» **Alıştırmalar**:
1 – Kendinde kaybolma üzerine yazıda "Ülküden başka yol" diye başlayan cümledeki olumsuz fiilleri, metinde geçtikleri biçimiyle sırala.
2 – Kendinde kaybolma üzerine yazıyı, son cümlesinden sonra aynı üslupla birkaç cümle daha yazarak sürdür.

» **Verilen metin**:

····················

Pazartesi, Ocak 14, 2013

MEDET! KENDİMDE KAYBOLDUM, İMDAT!...

Zordayım Dostlar, Ülküdaşlarım dardayım!
Yalnızlıktan korkanların oluşturduğu kalabalıklardan sıkılarak denediğim Kendime Firârım'da, kayboldum!
Beni, benim kadar tanıdıklarını zannettiğim yarım asra yakındır tanıdıklarımın çoğunu tanıyamamış olmamdan dolayı kendime kırgınım! 

Bildiğim tek şekilde yaşadım hayatımı! Ülküden başka yol, ülkücülükten başka bir davranış bilmedim, bilemedim, merak ta etmedim!
Merak etmeme gerek te yoktu, çünkü:
Milletini sevendi Ülkücü!

····················

» **Kayıtlar**:
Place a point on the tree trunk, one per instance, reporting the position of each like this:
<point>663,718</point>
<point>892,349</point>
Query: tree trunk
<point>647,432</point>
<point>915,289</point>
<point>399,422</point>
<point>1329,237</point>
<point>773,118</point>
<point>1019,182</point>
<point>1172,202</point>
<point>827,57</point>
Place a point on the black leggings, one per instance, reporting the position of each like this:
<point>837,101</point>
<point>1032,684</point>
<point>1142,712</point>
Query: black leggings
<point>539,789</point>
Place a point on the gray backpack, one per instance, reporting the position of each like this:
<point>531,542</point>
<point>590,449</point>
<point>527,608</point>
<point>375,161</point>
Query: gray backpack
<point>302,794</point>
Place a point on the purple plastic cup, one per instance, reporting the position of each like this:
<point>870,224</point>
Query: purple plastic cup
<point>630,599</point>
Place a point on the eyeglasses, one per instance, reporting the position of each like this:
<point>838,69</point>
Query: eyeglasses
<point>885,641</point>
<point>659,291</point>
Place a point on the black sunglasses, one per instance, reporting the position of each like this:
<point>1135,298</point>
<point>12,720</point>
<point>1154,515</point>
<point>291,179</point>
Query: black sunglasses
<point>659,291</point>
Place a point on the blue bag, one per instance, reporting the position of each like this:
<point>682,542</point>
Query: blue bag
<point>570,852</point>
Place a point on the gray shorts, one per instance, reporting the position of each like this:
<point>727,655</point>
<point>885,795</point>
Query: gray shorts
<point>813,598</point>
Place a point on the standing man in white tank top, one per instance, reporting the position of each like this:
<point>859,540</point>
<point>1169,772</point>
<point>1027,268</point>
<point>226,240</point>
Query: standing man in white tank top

····················

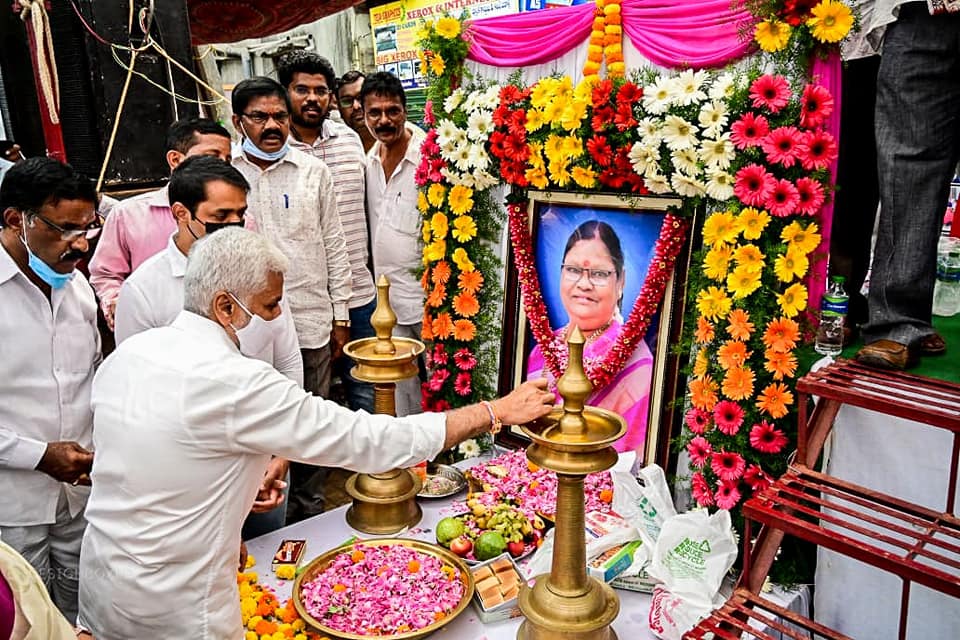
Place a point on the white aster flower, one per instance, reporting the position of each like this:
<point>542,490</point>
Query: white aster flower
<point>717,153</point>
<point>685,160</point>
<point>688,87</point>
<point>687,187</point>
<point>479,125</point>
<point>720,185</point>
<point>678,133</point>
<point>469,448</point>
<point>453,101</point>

····················

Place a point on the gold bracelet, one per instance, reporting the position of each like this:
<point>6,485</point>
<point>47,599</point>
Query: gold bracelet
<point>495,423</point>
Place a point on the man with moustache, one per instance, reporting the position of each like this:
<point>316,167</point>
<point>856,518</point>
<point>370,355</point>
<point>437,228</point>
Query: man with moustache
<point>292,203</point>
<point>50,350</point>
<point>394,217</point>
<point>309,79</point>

····················

» **Sonuçlar**:
1 – bilmedim, bilemedim, merak ta etmedim

2 –
Vatanını sevendi! 
Tarihine, geçmişine, inancına, ceddine ve soyuna sadıktı!
Davet beklemeden, başlatılmış "Kutlu Sefer" e katılan, isimsiz süvariydi! 
Ödülü Allah rızasıydı Ülkücünün...
Alınmaz, satılmaz; terk etmez dolayısıyla da terk edilmezdi Ülkücü! 

İkbâl düşünmez, istikbâlinden endişe etmez, verilen görevden kaçmaz, verilen göreve kendini yetersiz görüyorsa -yerini- bir ülküdaşına şevkle, hevesle devrederdi...
Seçerdi ülkücü, seçilmezdi! 

Ülkücünün ülkücüden farkı olamazdı çünkü!
Emânetin ehlini bulabilmek için beyin patlatır; ehîl, liyâkatli görev adamını bulabilmek için gerekirse Türkiye'yi dolaşırdı sessiz sedasız!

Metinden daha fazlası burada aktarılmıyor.